ENTRIES SHOWN ▸
===============

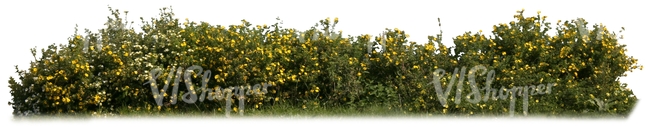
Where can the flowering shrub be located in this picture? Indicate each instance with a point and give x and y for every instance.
(319, 67)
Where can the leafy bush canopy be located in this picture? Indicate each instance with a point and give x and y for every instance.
(319, 67)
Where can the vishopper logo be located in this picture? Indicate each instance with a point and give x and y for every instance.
(190, 97)
(490, 93)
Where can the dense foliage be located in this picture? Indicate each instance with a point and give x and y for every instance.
(319, 67)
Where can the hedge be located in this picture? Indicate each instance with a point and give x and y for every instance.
(520, 68)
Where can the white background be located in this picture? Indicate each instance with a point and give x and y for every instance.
(29, 24)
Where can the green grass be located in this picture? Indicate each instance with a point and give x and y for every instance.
(290, 111)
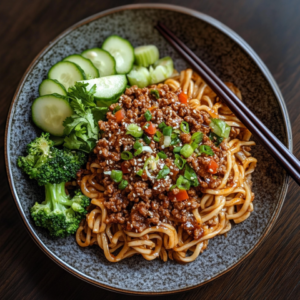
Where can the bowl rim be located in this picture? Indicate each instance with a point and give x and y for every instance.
(225, 30)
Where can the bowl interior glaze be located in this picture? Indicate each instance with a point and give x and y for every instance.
(232, 60)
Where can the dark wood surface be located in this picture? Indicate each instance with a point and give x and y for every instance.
(272, 28)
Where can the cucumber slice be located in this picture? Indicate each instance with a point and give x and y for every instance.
(122, 51)
(108, 89)
(49, 112)
(85, 64)
(67, 73)
(102, 60)
(139, 76)
(51, 86)
(161, 70)
(146, 55)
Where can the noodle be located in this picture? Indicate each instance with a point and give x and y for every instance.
(231, 200)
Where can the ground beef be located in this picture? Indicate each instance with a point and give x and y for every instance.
(146, 201)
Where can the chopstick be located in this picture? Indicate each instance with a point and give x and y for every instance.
(287, 160)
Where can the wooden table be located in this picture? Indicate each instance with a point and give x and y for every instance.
(272, 28)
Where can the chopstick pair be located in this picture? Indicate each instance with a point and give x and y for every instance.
(287, 160)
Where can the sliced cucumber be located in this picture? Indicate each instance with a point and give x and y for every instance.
(51, 86)
(146, 55)
(102, 60)
(161, 70)
(67, 73)
(139, 76)
(49, 112)
(85, 64)
(108, 89)
(122, 51)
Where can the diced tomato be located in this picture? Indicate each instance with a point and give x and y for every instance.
(183, 98)
(149, 128)
(124, 167)
(180, 196)
(212, 167)
(120, 115)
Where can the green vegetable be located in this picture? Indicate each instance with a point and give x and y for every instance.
(220, 128)
(116, 175)
(191, 175)
(167, 131)
(163, 172)
(187, 150)
(126, 155)
(184, 126)
(182, 183)
(59, 214)
(146, 139)
(179, 161)
(217, 140)
(148, 115)
(122, 185)
(157, 136)
(134, 130)
(162, 155)
(206, 150)
(177, 149)
(47, 164)
(155, 93)
(117, 108)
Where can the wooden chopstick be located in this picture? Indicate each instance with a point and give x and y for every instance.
(288, 161)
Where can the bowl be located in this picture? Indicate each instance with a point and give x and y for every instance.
(231, 58)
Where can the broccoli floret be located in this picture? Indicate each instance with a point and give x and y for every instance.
(47, 164)
(59, 214)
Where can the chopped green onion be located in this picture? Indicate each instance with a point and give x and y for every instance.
(217, 140)
(206, 150)
(137, 145)
(187, 150)
(157, 136)
(122, 185)
(126, 155)
(184, 126)
(148, 115)
(162, 155)
(179, 161)
(140, 172)
(220, 128)
(191, 175)
(116, 175)
(163, 172)
(177, 149)
(155, 93)
(146, 139)
(117, 108)
(134, 130)
(167, 131)
(197, 137)
(138, 151)
(162, 125)
(182, 183)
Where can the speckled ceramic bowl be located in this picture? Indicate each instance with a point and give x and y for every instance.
(233, 60)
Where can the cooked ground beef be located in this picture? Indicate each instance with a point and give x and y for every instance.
(146, 201)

===============

The data above is to be printed exactly, all of it, except for the pictures.

Where can the flowering shrub be located in this picture? Indicate each instance with a point and give x and y for every instance.
(319, 67)
Where can the leafy bush canopy be located in this picture? Indicate each instance with a point and give x and y for every instance.
(319, 67)
Where can the vishopper logo be located in this picture? Indicate each instance with a point and give x and y for every instance.
(190, 97)
(490, 93)
Where can the dense foliage be located in this picture? Indicate each instance with a point and give x and y for every instance.
(319, 67)
Where can the hedge be located in this picture? Indicate each instance with a point and give x and y for every instance.
(520, 68)
Where can the white background be located in this picture? Indicate each instance with a point and give x and y for every instance.
(29, 24)
Where can the green grass be located in this picture? Indicate each instance with a point and give x and y for every instance.
(290, 111)
Where can the bowl rim be located in this picture? Indicate each instance with a point and give x and y for every instance.
(225, 30)
Where can the bowl interior glaze be located in this picture? Indicate each instance with a point and give x and y for every instance.
(232, 60)
Where can the dark wood surface be located in this picture? Indicate each instance with a point and give x and y for every instance.
(272, 28)
Where can the cucumber slice be located in this picture? Indicate each instance with a point and give x and y for every instance.
(122, 51)
(108, 89)
(49, 112)
(85, 64)
(67, 73)
(102, 60)
(139, 76)
(51, 86)
(161, 70)
(146, 55)
Where can the noodle be located in this picture? Indicate each instance with a point and give x and y for every instance.
(231, 200)
Where can the ground beef be located in this picture? Indicate each instance with a point and give x and y for every instance.
(146, 201)
Where can the chopstick be located in this picture? Indicate each instance with a point and give x and y for every instance.
(287, 160)
Where can the wooden table be located in this picture? Indicate each instance with a point and give x and y for every instance.
(272, 28)
Where can the chopstick pair be located in this picture? Indicate each instance with a point and give x and y for every instance.
(287, 160)
Where can the sliced cucumber be located in this picture? Indicate each instance with a point and give x and y for every instance.
(51, 86)
(146, 55)
(102, 60)
(161, 70)
(67, 73)
(139, 76)
(49, 112)
(85, 64)
(108, 89)
(122, 51)
Where can the diced tomato be located in this picture? Indicate each instance with a point and give x and y for every instance.
(183, 98)
(149, 128)
(124, 167)
(180, 196)
(212, 167)
(120, 115)
Where can the green vegetable be located in this picture? Indicate each instance with a point and give x and y for every instance.
(220, 128)
(116, 175)
(191, 175)
(167, 131)
(163, 172)
(187, 150)
(126, 155)
(184, 126)
(182, 183)
(59, 214)
(146, 139)
(179, 161)
(217, 140)
(148, 115)
(122, 185)
(157, 136)
(134, 130)
(162, 155)
(206, 150)
(177, 149)
(47, 164)
(155, 93)
(117, 108)
Where can the wooden chopstick be located in this picture? Indicate each instance with a point and give x and y for every instance.
(288, 161)
Where can the bowl be located in this picture? Indicate each instance with a point and give x and y for every instance.
(231, 58)
Where can the broccoli floret be located in this picture? Indicate each instance with a point and give x and y for every instance.
(47, 164)
(59, 214)
Where can the chopped green onion be located in this picture? Indicate each instance with a point and give x and y for every instance.
(217, 140)
(206, 150)
(137, 145)
(187, 150)
(157, 136)
(122, 185)
(126, 155)
(184, 126)
(148, 115)
(162, 155)
(179, 161)
(140, 172)
(220, 128)
(191, 175)
(116, 175)
(163, 172)
(177, 149)
(155, 93)
(146, 139)
(117, 108)
(134, 130)
(167, 131)
(197, 137)
(138, 151)
(162, 125)
(182, 183)
Where can the speckled ceramic bowl be located in this picture? Indicate each instance with a point and give x and y for every instance.
(233, 60)
Where can the cooked ground beef be located in this picture? Indicate each instance with a point and give x and y for every instance.
(146, 201)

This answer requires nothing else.